- [STATED EXERCISE]:
Set out every line of the records below as a numbered list, skipping any blank lines.

- [TASK INPUT]:
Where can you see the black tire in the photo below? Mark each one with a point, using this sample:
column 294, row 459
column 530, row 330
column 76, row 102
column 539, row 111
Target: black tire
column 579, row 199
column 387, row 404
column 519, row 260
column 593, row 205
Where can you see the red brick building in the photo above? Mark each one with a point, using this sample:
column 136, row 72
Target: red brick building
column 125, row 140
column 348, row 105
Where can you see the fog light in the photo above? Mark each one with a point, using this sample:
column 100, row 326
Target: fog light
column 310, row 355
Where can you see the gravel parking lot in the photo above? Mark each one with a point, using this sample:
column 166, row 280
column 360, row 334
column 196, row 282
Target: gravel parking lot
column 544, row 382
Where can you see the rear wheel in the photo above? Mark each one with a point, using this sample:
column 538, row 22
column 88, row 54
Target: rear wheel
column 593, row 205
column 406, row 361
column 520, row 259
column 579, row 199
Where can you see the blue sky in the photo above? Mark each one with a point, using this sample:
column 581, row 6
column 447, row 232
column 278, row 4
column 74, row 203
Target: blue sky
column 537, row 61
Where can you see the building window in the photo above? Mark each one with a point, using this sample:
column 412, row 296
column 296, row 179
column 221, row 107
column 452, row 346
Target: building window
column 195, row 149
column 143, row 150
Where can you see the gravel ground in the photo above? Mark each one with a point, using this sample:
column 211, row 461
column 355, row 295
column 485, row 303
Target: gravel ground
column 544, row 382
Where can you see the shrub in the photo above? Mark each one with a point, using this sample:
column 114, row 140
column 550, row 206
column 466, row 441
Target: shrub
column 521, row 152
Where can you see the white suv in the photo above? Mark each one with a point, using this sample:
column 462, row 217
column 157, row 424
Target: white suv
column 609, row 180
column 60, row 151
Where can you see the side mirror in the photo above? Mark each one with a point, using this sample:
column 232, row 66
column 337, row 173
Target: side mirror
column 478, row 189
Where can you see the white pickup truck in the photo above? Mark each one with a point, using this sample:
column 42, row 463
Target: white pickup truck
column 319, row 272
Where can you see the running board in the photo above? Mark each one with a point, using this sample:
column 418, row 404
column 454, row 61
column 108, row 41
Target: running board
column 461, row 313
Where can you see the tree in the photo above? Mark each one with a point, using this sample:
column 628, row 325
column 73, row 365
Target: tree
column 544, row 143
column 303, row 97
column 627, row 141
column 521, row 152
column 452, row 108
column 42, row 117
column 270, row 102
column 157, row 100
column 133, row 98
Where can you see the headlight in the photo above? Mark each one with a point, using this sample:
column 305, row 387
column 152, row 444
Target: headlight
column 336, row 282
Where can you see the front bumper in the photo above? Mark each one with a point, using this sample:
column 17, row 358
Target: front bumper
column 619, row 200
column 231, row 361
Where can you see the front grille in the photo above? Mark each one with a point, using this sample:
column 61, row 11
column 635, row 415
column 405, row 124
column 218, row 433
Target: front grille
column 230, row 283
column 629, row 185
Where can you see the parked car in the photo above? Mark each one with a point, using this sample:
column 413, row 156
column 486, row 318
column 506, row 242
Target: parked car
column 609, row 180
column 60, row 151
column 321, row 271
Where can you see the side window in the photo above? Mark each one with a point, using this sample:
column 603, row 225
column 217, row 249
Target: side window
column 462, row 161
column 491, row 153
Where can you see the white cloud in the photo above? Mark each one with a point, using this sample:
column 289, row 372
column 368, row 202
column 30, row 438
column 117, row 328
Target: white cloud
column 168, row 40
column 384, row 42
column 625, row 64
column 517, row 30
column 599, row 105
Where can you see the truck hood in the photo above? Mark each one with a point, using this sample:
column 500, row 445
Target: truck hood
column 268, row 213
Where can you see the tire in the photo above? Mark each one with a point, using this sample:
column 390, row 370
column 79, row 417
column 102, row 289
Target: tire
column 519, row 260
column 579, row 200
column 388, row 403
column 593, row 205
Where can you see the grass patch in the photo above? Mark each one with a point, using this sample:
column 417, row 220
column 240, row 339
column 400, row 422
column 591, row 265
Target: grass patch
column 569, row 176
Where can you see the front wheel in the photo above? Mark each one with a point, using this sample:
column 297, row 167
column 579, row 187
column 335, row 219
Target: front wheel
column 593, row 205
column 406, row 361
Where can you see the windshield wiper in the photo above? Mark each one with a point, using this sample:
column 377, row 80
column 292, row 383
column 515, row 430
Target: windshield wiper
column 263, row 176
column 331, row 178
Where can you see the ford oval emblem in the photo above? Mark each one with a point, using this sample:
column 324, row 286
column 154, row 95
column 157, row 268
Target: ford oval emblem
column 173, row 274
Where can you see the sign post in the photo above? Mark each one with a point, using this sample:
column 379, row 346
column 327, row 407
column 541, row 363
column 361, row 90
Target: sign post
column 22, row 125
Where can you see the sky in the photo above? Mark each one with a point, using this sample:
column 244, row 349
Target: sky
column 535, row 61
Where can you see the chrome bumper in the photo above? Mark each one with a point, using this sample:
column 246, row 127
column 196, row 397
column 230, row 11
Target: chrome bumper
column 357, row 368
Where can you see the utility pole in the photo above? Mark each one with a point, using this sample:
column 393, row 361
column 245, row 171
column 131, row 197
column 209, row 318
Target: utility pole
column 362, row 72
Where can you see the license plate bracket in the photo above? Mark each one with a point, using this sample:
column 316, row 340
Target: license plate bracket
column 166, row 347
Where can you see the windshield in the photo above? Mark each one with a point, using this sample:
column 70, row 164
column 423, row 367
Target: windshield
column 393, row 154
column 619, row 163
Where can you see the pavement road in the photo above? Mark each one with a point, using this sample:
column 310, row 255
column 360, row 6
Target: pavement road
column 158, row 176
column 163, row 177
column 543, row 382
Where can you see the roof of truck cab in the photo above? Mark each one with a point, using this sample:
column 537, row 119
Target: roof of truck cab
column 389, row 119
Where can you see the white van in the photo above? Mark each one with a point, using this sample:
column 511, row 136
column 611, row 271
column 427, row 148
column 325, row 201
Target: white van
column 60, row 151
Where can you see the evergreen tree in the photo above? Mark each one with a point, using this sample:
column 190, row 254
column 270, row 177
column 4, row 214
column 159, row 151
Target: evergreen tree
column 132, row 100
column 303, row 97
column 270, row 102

- [TASK ANSWER]:
1. Where can you see the black tire in the photo below? Mark each one with a point, using this sample:
2. column 294, row 459
3. column 530, row 330
4. column 76, row 102
5. column 539, row 111
6. Target: black tire
7. column 579, row 199
8. column 387, row 404
9. column 519, row 260
10. column 593, row 205
11. Where can you see the red brick building in the photo above? Mark each one with a point, using this sample:
12. column 136, row 72
13. Target: red brick building
14. column 125, row 140
15. column 348, row 105
16. Where can you see the fog light in the photo above? Mark each one with a point, using this sample:
17. column 100, row 326
18. Target: fog light
19. column 310, row 355
20. Where can you see the gravel parking lot in the photo above? Mark each one with a point, using this sample:
21. column 166, row 280
22. column 360, row 334
23. column 196, row 282
24. Target: gravel parking lot
25. column 544, row 382
26. Where can you see the rear wheel in the photo above? Mark each one with a point, using this sample:
27. column 538, row 22
28. column 88, row 54
29. Target: rear wheel
30. column 593, row 205
31. column 406, row 361
32. column 520, row 259
33. column 579, row 199
34. Where can you see the blue sky in the photo above? Mark each one with a point, using this sample:
35. column 581, row 6
36. column 447, row 232
37. column 278, row 4
38. column 74, row 203
39. Target: blue sky
40. column 537, row 61
41. Where can you see the building window in the photo above? Mark each one with a point, using this sample:
42. column 412, row 296
43. column 296, row 179
44. column 221, row 107
45. column 452, row 346
46. Target: building window
47. column 195, row 149
48. column 143, row 150
49. Where can you see the gravel ground in the photo above? Mark each one with a point, using this sample:
50. column 211, row 461
51. column 355, row 295
52. column 485, row 303
53. Target: gravel ground
54. column 544, row 382
55. Where can you see the shrub in the photo above? Mark each one with a point, using this sample:
56. column 114, row 140
57. column 550, row 206
58. column 466, row 441
59. Target: shrub
60. column 521, row 152
61. Where can you see the white suv in the photo above? Mark each one with a point, using this sample:
62. column 462, row 217
63. column 157, row 424
64. Target: white suv
65. column 609, row 180
66. column 60, row 151
67. Where can you see the side mirror in the photo above? Mark each one with a point, using this sample:
68. column 232, row 66
69. column 337, row 173
70. Target: side mirror
71. column 478, row 189
72. Where can you see the white pickup truck in the photo above? Mark each one with a point, using this sample:
73. column 42, row 463
74. Target: white pickup truck
75. column 319, row 272
76. Where can you see the running board in the photo above? Mark each one with a point, using this sample:
77. column 418, row 404
78. column 454, row 61
79. column 108, row 41
80. Target: running board
81. column 461, row 313
82. Where can you see the tree in the photo above? Mark each one with a point, using this sample:
83. column 628, row 325
84. column 73, row 365
85. Target: tree
86. column 544, row 143
87. column 303, row 97
88. column 627, row 141
89. column 521, row 152
90. column 452, row 108
91. column 42, row 117
92. column 270, row 102
93. column 157, row 100
94. column 133, row 98
95. Where can you see the headlight in the photo above? Mark each one with a point, using this sample:
96. column 305, row 387
97. column 152, row 444
98. Target: headlight
99. column 336, row 282
100. Where can you see the front bumper in the photo above? Mark each one with a point, using this sample:
101. column 17, row 358
102. Target: front bumper
103. column 619, row 200
104. column 231, row 361
105. Where can you see the front grille in the photo above? Mark each one with a point, using this sample:
106. column 61, row 11
107. column 635, row 415
108. column 405, row 124
109. column 218, row 433
110. Target: front grille
111. column 230, row 283
112. column 629, row 185
113. Where can you see the parked car in the photo above? Mark each one with a point, using this sample:
114. column 413, row 156
115. column 486, row 318
116. column 506, row 242
117. Target: parked car
118. column 609, row 180
119. column 60, row 151
120. column 321, row 271
121. Where can you see the side window in the photo above? Mark each one with a point, using this sample:
122. column 603, row 225
123. column 217, row 249
124. Target: side window
125. column 462, row 161
126. column 491, row 153
127. Where can you see the white cloud in the photo above? Mark each one with a point, using this sample:
128. column 289, row 372
129. column 368, row 202
130. column 30, row 438
131. column 117, row 328
132. Target: white cloud
133. column 168, row 40
134. column 384, row 42
135. column 625, row 64
136. column 517, row 30
137. column 599, row 105
138. Where can you see the truck hood in the photo above? Mark each one with a point, using this sample:
139. column 500, row 445
140. Target: truck hood
141. column 268, row 213
142. Where can you see the tire in the photo above? Mark each one with a point, using this sample:
143. column 390, row 370
144. column 79, row 417
145. column 102, row 289
146. Target: tire
147. column 519, row 260
148. column 579, row 200
149. column 388, row 403
150. column 593, row 205
151. Where can you see the grass patch in the photo above? Mark each one with a point, using this sample:
152. column 417, row 220
153. column 240, row 339
154. column 400, row 422
155. column 591, row 265
156. Target: grass patch
157. column 569, row 176
158. Where can you see the front wheel in the photo above? Mark each one with a point, using this sample:
159. column 297, row 167
160. column 579, row 187
161. column 335, row 219
162. Target: front wheel
163. column 593, row 205
164. column 406, row 361
165. Where can you see the windshield wiper in the photo above? Mark each one with a point, using this sample:
166. column 377, row 80
167. column 292, row 383
168. column 515, row 430
169. Target: windshield wiper
170. column 263, row 176
171. column 331, row 178
172. Where can you see the ford oval emblem in the photo above? Mark each one with a point, using this sample:
173. column 324, row 286
174. column 154, row 95
175. column 157, row 268
176. Target: ford oval emblem
177. column 173, row 274
178. Where can you see the sign post in the photo above? Mark each one with a point, using this sample:
179. column 379, row 346
180. column 327, row 407
181. column 541, row 363
182. column 361, row 90
183. Target: sign post
184. column 22, row 125
185. Where can you see the sky in the photo above? Mark each one with a point, using this sample:
186. column 244, row 349
187. Target: sky
188. column 535, row 61
189. Where can you see the chrome bumper in the photo above? Mark each one with a point, using this sample:
190. column 246, row 127
191. column 196, row 397
192. column 230, row 11
193. Target: chrome bumper
194. column 357, row 368
195. Where can you see the utility pole in the photo above? Mark each one with a point, using this sample:
196. column 393, row 361
197. column 245, row 171
198. column 131, row 197
199. column 209, row 318
200. Target: utility pole
201. column 362, row 72
202. Where can you see the license plate bracket in the photo above? Mark each one with a point, using this sample:
203. column 316, row 340
204. Target: license plate bracket
205. column 166, row 347
206. Where can you see the windshield in the photo above? Mark each one with a point, using this sample:
207. column 70, row 164
208. column 423, row 367
209. Target: windshield
210. column 393, row 154
211. column 619, row 163
212. Where can you see the pavement road in the photo above? Mark each one with a point, using this sample:
213. column 310, row 255
214. column 360, row 6
215. Target: pavement road
216. column 158, row 176
217. column 163, row 177
218. column 543, row 382
219. Where can you see the roof of truck cab in the photo above? Mark each one with a point, using this sample:
220. column 537, row 119
221. Target: roof of truck cab
222. column 389, row 119
223. Where can you see the white van in the photo above? Mark each one with a point, using this sample:
224. column 511, row 136
225. column 611, row 271
226. column 427, row 148
227. column 325, row 201
228. Target: white van
229. column 60, row 151
230. Where can you see the evergreen tree in the photo above? Mark each one with a point, using this sample:
231. column 190, row 254
232. column 270, row 177
233. column 4, row 214
234. column 159, row 151
235. Target: evergreen tree
236. column 132, row 100
237. column 303, row 97
238. column 270, row 102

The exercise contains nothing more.